* Text shown:
******************************

# auto Finesse Launch Dressle



## WHIZZER (Oct 25, 2005)

The latest offering from Auto Finesse - Dressle.



We're excited to reveal the latest product to the range, Dressle, the versatile all purpose dressing for exterior and interior trim. This water based dry cure dressing is the finishing touch for a multitude of areas all around a vehicle, from engine bays to interiors, wheel wells to intricate grills, adding a new look satin sheen and UV protection in one step...

Have you ever struggled to dress modern honeycomb grills, or wanted to add that finishing touch to a freshly detailed engine bay? Then Dressle is for you! This liquid, dry touch water based dressing can be sprayed directly on to the surface or applied via an applicator or cloth depending on the area of the vehicle you are working on and your personal preference. This highly versatile dressing is also great for dressing hard to reach areas such as wheel wells and engine bays, due to its spray on and walk away nature, simply dose the surface with a few fine mists of Dressle and leave to cure.

Dressle is also a great product to enhance the appearance of the ****pit of your vehicle, as it drys to a non greasy finish, it leaves a pleasant and natural sheen. The UV inhibitors help prevent interior surfaces from fading, and keeps a deep rich finish to your interior plastic and vinyl trim, it contains no waxes, oils, or petroleum distillates.

Dressle on interiors:

To get the best from Dressle on the interior of your vehicle the best method of application is to apply a few spritz of product to a microfiber work towel and spread evenly across the dash, door cards and other plastic areas you wish to coat. For intricate parts such as vents and grills a top tip is to apply a small amount to a detailing brush and apply via brushing it on to the surface. Wipe away any unwanted excess and thats it!









Dressle in the engine bay:



Nothing beats a nice clean engine bay and Dressle can take that one step further, after a thorough engine compartment detail allow the engine bay to dry then spray Dressle liberally to all surfaces, close up and get on with some other detailing tasks while it cures and dries. Pop back after an hour or two and mop up any remaining dressing and thats it, its that simple...







Dressle on those tricky bits:

Dressle is useful for all kinds of plastic trim, moldings, plastic & vinyl parts around your vehicle, from dressing those tricky Honeycomb grills, to preserving and protecting rubber door seals to wheel arch liners and more...



The finished results:





The finished results:











Dressle also works wonders on rubber door seals, helping preserve them whilst restoring a new look natural finish, it also prevents them freezing closed in the colder winter months.

******************************

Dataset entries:

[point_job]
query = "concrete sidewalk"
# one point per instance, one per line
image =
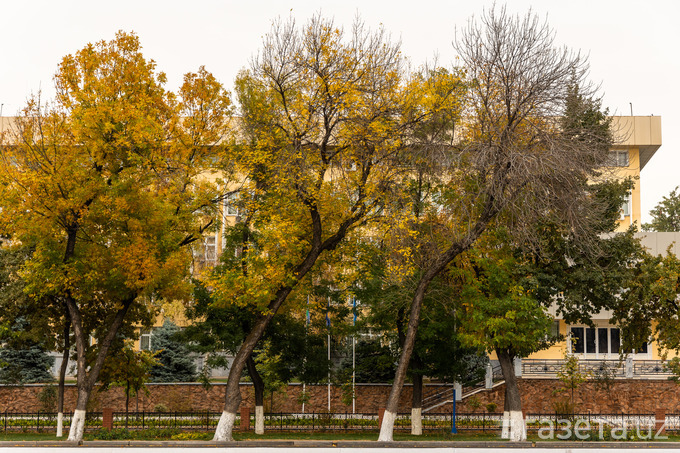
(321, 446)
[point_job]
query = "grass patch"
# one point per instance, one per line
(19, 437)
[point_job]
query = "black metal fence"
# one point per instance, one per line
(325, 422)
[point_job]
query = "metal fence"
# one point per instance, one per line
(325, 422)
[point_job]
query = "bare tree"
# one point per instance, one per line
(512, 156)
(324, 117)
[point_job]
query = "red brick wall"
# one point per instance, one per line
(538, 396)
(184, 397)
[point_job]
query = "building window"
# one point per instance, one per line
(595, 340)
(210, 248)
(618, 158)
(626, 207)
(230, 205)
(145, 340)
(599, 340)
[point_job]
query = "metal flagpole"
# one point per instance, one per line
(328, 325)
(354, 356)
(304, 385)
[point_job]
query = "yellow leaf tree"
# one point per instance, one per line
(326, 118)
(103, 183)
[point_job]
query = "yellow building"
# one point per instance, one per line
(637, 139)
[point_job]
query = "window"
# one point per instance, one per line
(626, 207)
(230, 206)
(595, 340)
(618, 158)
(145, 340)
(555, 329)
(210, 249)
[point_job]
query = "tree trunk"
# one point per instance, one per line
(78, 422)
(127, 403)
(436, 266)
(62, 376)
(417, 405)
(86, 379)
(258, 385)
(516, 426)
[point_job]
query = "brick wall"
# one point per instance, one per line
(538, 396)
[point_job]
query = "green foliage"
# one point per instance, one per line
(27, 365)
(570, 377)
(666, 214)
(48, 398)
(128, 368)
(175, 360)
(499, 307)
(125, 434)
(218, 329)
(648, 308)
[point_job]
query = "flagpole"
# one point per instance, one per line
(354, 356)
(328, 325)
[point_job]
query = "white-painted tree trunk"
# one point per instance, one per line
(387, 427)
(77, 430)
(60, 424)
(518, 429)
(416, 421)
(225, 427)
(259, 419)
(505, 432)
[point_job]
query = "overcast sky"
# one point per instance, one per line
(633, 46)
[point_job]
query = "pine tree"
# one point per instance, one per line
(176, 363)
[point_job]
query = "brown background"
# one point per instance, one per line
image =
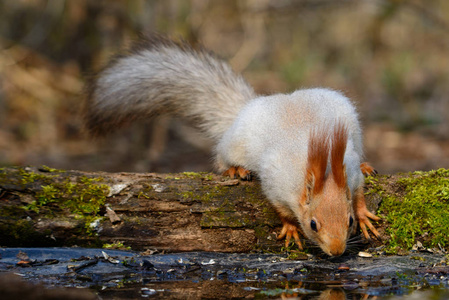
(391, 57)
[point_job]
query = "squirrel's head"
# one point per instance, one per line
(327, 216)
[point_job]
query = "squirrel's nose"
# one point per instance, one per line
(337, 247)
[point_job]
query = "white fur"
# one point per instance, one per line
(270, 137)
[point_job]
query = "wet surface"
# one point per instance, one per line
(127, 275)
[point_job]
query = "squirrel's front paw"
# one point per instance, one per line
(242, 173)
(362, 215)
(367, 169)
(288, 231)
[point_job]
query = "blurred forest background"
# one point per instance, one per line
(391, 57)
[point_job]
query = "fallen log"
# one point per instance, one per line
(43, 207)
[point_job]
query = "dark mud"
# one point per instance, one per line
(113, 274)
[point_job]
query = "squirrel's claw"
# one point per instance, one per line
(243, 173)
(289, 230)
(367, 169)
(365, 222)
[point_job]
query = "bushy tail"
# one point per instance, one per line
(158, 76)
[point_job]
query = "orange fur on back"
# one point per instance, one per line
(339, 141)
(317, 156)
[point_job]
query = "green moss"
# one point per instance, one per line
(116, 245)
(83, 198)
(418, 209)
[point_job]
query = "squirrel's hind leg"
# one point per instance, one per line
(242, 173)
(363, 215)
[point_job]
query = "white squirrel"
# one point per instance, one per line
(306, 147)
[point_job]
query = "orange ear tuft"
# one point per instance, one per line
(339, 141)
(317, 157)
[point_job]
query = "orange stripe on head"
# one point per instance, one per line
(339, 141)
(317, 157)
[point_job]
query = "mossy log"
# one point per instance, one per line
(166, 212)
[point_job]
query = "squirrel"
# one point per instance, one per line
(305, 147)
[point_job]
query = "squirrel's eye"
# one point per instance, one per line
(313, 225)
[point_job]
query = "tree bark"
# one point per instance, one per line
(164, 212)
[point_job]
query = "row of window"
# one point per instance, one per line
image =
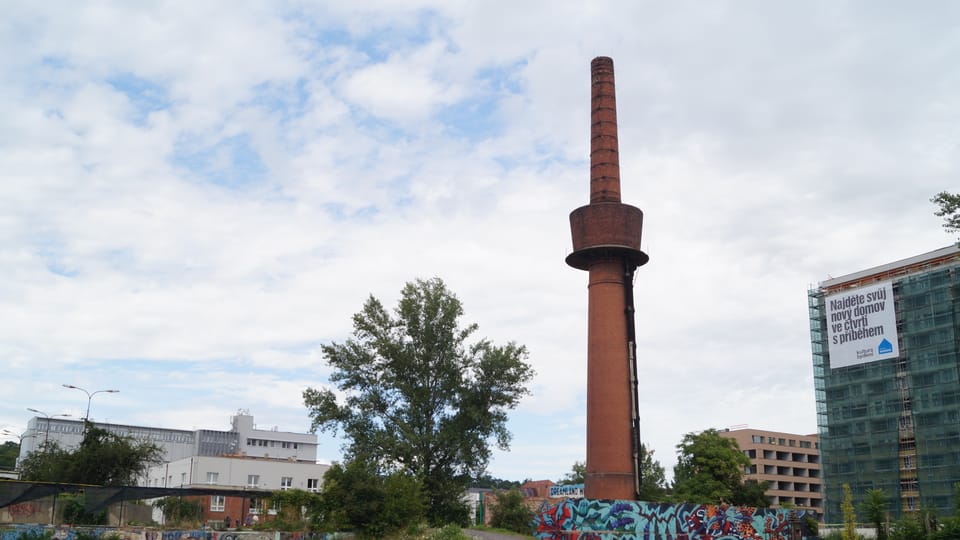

******************************

* Problems to solve:
a) Answer the following questions on the Dressle announcement:
(i) Which three kinds of ingredients does Dressle contain none of?
(ii) How long should one wait before returning to mop up remaining dressing in the engine bay?
(iii) What does Dressle prevent rubber door seals from doing in the colder winter months?
b) Pick out every line of the listing that contains the string "brick", treating uppercase and lowercase as distinct.

* Responses by task:
a)
(i) Waxes, oils, and petroleum distillates.
(ii) An hour or two.
(iii) Freezing closed.

b)
query = "red brick wall"
query = "brick wall"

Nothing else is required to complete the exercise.